2024-06-25 09:50:10 |    物理
 高エネルギー加速器機構(KEK)、岡山大学、名古屋大学、九州大学、茨城大学、日本原子力研究開発機構、新潟大学の共同研究グループは、J-PARC 物質・生命科学実験施設(MLF)のミュオン実験施設において、ミュオンの冷却技術、高周波加速技術を組み合わせることで、正ミュオンを光速の約4%まで加速する技術の実証に成功した。これは、世界初の成果となるもの。

 ミュオンの寿命は、2マイクロ秒(100万分の2秒)ほどしかなく、素早く加速しないと崩壊してしまう。

 また、電子より200倍重いので段階的に加速する必要もあるが、技術開発を進め、最終的には光速の94%まで加速する予定。

......

| 演習課題 |
**a)** 本文によると、ミュオンの寿命はどれくらいか。
**b)** 記録の先頭の行から「Give the outline of every instance of the snow-covered」を含む行までを、両端の行も含めてそのまま書き写してください。

| データ一覧 |

......

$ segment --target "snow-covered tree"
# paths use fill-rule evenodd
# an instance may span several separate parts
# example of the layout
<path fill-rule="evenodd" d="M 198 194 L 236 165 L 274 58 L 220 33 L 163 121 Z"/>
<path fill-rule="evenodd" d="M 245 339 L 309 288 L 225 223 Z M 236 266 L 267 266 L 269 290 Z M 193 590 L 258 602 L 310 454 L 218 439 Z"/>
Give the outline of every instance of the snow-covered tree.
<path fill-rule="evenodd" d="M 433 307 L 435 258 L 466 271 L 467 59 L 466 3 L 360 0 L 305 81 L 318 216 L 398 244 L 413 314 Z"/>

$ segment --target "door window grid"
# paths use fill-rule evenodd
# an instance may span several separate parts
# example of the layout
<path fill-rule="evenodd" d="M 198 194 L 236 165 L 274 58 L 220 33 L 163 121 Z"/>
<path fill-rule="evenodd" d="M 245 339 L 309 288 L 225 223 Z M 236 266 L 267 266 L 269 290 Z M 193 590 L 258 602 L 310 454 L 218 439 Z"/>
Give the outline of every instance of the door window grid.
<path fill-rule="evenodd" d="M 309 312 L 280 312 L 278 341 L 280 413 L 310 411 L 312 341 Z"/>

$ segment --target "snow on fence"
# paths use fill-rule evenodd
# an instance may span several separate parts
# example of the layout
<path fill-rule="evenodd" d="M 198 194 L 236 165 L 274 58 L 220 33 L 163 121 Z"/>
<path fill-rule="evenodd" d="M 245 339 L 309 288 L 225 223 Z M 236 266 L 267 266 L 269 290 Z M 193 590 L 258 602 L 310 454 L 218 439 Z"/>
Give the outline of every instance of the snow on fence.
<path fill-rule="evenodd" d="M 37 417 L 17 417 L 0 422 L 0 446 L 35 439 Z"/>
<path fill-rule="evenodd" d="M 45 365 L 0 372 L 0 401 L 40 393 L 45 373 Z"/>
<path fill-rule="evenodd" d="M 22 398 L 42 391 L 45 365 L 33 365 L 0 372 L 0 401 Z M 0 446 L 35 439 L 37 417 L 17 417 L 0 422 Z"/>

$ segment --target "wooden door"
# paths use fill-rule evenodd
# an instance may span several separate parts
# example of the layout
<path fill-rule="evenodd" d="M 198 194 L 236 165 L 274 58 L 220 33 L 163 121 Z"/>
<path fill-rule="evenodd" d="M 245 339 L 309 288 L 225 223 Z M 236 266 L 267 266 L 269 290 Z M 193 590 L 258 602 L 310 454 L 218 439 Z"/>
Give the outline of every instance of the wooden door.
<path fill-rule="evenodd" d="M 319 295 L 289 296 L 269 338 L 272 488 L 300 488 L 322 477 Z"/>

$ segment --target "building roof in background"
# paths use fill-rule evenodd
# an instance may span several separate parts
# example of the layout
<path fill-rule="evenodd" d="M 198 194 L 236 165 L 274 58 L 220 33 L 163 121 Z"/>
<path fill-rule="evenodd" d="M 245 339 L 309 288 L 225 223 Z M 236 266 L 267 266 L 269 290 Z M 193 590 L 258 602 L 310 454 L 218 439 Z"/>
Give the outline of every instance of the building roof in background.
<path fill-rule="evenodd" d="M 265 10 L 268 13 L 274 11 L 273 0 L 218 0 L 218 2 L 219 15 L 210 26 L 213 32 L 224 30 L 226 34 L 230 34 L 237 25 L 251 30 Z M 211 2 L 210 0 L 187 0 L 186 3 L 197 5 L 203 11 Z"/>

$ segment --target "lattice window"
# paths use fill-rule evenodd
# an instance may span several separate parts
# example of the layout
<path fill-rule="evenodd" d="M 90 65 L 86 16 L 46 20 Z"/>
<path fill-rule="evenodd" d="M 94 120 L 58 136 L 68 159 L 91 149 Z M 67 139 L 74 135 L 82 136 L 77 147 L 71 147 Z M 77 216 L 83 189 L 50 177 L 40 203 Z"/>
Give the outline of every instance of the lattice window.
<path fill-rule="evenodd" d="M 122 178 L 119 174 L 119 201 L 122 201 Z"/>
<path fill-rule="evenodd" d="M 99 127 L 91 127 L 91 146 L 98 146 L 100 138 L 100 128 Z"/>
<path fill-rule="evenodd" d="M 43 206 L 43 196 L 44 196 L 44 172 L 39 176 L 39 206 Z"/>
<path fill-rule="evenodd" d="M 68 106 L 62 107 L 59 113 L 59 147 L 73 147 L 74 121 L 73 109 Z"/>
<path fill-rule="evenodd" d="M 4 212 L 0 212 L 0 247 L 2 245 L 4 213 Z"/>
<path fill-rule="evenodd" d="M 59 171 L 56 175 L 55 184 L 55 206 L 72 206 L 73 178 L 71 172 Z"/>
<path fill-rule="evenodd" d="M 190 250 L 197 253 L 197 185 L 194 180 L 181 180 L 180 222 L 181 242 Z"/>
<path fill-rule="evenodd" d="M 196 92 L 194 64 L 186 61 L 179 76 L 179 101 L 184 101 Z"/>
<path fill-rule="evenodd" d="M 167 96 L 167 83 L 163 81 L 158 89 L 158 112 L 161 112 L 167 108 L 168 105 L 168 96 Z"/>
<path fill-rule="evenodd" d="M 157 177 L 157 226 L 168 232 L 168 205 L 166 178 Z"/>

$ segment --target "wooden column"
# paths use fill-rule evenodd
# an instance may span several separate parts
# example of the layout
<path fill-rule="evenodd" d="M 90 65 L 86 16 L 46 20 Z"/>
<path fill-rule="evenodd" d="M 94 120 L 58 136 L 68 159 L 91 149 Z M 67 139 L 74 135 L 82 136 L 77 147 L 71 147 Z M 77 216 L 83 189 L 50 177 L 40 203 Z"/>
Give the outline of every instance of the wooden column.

......

| 期待される出力 |
**a)** 2マイクロ秒(100万分の2秒)ほど。

**b)**
$ segment --target "snow-covered tree"
# paths use fill-rule evenodd
# an instance may span several separate parts
# example of the layout
<path fill-rule="evenodd" d="M 198 194 L 236 165 L 274 58 L 220 33 L 163 121 Z"/>
<path fill-rule="evenodd" d="M 245 339 L 309 288 L 225 223 Z M 236 266 L 267 266 L 269 290 Z M 193 590 L 258 602 L 310 454 L 218 439 Z"/>
Give the outline of every instance of the snow-covered tree.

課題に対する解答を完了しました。